* [Lista de tarefas]
- A) Responda às perguntas abaixo com base no texto sobre os marranos:
(i) Em que ano Portugal adotou uma lei semelhante à do banimento dos judeus da Espanha?
(ii) Quais eram as duas partes da "dupla identidade" dos marranos?
(iii) Que anos aparecem entre parênteses junto ao nome de Moses Mendelsohn?
- B) Prossiga o texto sobre os marranos e a emancipação judaica a partir da última frase apresentada.

* [Artigo]
4. 1492 marca o ano do banimento dos judeus da Espanha; cinco anos depois, em 1497, segue-se lei similar em Portugal, dando fim ao ‘oásis de tolerância’. O que segue daí por diante na Península será um cristianismo católico fechado, aberto somente para a posterior Contra-reforma. Essa construção chega ao Brasil com as caravelas de Cabral.
5. O banimento leva a conversões forçadas ou por conveniência, dando origem aos ‘marranos’ ou ‘cristãos-novos’ – judeus convertidos ao cristianismo. Muitos destes, porém, continuaram a manter traços de sua identidade. “É chocante que uma identidade judaica muito forte tenha sido mantida por um número significativo de descendentes marranos, às vezes até mesmo duzentos e cinqüenta anos depois da conversão forçada” (p.26). A Inquisição fazia o seu trabalho de detecção de tais sinais e de aplicação das penas corporais e confisco de bens. Por isso, muitos judeus migraram para outros espaços: Império Otomano, Norte da África, Holanda, Itália, França e Alemanha. Os marranos e os pós-marranos começaram por determinar uma ‘dupla identidade’: uma identidade interior secreta judaica, uma identidade exterior oficial cristã. Esta dupla identidade, que fazia colidir mentalmente duas religiões, ainda que tão, próximas podia dar lugar ao ceticismo e ao racionalismo, que brotam quando os espíritos ultrapassam a ambas. Nesta esteira estão pessoas como Michel de Montaigne, Baruch Spinoza, François Sanchez, Uriel da Costa, Juan de Prado.
5. A nova dispersa forçada impulsionou a participação dos marranos também no impulso econômico do mundo moderno. “A força dos empreendedores e comerciantes judeo-gentios dizia assim respeito não somente às suas redes através do mundo, mas também à sua capacidade de transmutar facilmente sua identidade” (p.38-9). “São, ao mesmo tempo, filhos e pais dessa globalização, como outros marranos são na mesma época filhos e pais da modernidade intelectual européia” (p.40).
6. A participação de judeus nas relações econômicas e a integração nas nações ocidentais fomentou a emancipação, dando lugar aos “judeo-gentios”. O ‘século das luzes’ teve Moses Mendelsohn (1729-1786), o filósofo Herman Cohen, em Marburg; seguiram-se Marx, Martin Buber, Franz Rosenzweig, Emanuell Levinas, Simone Weil, Marcel Proust, Stefan Zweig, Freud, Hannah Arendt, etc.

Registros de origem

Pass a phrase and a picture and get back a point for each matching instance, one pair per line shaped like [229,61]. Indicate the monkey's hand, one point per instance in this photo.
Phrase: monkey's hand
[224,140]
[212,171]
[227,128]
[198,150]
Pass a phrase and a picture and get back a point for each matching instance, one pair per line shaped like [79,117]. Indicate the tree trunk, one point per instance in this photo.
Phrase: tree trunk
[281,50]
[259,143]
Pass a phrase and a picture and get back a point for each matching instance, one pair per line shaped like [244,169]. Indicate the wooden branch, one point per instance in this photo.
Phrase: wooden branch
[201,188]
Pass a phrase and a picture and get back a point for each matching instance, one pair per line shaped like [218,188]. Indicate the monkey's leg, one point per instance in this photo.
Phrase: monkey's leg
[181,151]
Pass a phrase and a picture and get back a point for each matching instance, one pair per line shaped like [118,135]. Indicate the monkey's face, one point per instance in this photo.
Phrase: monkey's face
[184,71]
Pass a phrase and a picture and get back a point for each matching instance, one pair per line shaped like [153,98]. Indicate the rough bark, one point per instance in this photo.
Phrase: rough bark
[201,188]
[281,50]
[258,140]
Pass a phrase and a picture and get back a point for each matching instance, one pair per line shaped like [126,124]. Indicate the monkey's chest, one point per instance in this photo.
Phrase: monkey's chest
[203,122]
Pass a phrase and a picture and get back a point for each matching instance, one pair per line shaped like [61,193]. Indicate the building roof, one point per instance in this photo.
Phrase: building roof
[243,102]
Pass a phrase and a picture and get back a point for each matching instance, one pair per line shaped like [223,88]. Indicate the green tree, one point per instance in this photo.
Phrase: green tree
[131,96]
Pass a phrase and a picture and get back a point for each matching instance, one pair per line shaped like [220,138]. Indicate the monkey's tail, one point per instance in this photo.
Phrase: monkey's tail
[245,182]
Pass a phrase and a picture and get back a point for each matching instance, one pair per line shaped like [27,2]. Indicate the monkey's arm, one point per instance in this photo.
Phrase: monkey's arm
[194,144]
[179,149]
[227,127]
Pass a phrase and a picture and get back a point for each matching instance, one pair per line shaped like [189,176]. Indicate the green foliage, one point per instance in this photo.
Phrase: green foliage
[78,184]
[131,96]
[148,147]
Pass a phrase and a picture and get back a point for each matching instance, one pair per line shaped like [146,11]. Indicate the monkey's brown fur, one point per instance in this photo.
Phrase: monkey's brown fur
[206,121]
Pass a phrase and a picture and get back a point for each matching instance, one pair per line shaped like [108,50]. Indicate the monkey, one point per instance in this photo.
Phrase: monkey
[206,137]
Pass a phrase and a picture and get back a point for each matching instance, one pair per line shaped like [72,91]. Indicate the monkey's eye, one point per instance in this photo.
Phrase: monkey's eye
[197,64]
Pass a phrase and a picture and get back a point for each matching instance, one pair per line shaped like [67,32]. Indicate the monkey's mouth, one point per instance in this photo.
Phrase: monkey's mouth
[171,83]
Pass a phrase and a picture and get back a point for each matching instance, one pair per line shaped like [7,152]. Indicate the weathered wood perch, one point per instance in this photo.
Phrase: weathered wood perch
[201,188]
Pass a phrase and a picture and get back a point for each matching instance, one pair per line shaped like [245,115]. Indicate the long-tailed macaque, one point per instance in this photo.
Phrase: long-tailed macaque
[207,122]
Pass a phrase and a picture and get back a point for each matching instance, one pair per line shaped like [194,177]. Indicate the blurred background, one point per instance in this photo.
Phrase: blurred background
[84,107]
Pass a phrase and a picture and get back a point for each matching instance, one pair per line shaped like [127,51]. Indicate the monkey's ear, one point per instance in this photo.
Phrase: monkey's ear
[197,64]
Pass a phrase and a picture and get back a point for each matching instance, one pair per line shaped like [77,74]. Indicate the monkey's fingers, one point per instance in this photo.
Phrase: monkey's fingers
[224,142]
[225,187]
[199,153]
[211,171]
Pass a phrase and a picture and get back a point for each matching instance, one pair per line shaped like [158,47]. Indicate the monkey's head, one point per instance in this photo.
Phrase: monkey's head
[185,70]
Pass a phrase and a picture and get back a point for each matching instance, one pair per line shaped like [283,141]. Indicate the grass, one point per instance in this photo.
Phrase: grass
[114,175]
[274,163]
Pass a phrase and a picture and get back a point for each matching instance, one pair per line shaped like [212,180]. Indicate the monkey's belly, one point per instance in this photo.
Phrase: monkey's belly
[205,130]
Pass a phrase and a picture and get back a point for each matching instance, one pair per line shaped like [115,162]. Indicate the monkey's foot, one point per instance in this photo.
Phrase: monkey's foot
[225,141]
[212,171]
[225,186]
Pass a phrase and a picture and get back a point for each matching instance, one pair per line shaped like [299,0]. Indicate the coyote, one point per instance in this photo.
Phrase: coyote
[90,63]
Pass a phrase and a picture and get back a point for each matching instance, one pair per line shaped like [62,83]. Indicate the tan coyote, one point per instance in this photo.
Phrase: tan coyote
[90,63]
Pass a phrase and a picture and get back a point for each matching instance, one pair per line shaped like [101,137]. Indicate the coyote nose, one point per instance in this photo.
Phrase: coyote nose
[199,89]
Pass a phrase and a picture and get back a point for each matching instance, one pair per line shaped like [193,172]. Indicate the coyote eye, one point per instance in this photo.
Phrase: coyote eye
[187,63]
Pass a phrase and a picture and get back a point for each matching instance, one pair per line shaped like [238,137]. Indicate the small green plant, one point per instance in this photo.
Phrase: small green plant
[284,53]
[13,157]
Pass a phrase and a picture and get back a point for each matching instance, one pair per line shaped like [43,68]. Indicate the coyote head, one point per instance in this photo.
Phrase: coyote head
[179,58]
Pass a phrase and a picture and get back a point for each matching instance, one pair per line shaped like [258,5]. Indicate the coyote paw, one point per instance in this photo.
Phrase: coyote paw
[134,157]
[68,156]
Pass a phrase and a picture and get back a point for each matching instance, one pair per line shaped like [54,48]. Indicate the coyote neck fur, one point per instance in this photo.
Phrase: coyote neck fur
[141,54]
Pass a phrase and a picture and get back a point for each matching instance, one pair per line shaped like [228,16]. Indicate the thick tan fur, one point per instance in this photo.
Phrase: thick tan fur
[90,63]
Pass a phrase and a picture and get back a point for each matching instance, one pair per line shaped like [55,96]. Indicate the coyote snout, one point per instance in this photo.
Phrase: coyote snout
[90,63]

* [Respostas dos exercícios]
- A)
(i) Em 1497.
(ii) Uma identidade interior secreta judaica e uma identidade exterior oficial cristã.
(iii) 1729 e 1786.

- B)
7. “De diversas formas, os judeo-gentios participavam ativamente da formação, do dinamismo e da transformação do mundo moderno. Com e dentro de sua singularidade própria, eles estão ligados, para o melhor e para o pior, à modernidade ocidental. Trabalharam para o desenvolvimento da era planetária, contribuindo para o impulso dos cosmopolitismo intelectual e econômico. Participaram da formação de um mundo metanacional que ao mesmo tempo conserva e ultrapassa as nações” (p.65 – destaques meus).
8. Ao ler o livro, fiquei pensando no meu amigo Osvaldo e na sua tentativa recente de distinguir entre ‘tradição’ e ‘Tradição’. Não consigo concordar com esta distinção. Somos sempre seres, humanos é claro, regidos pela intentio, somos homo hermeneuticus, sempre. Mas estamos, sempre, envoltos em nossa história singular. Aceitamos ou rejeitamos. Recitamos ou criticamos. Ou também: criticamos recitando. Afinal, estamos construindo novos fios numa rede simbólica. Ainda que o próprio Morin conceba, corretamente, que somos ‘possuídos’ por idéias como se fossem seres, nego-me a conceder à ‘Tradição’ essa aura metafísica que, assim me parece, transparece nesta distinção de Osvaldo.
9. Morin, no meu entender, exemplifica esta pertença e a crítica. Pertença e superação. Há simultaneidades. Não há purismos.
HAROLDO REIMER
Um comentário:
Haroldo, muito boa a visão geral q vc passou sobre o livro do Morin. Adoro o Morin.
Vc cita Proust no texto...tb adoro Proust...semestre q vem vou fazer um curso sobre o PENSAMENTO DE PROUST no IFCS com o prof Roberto Machado.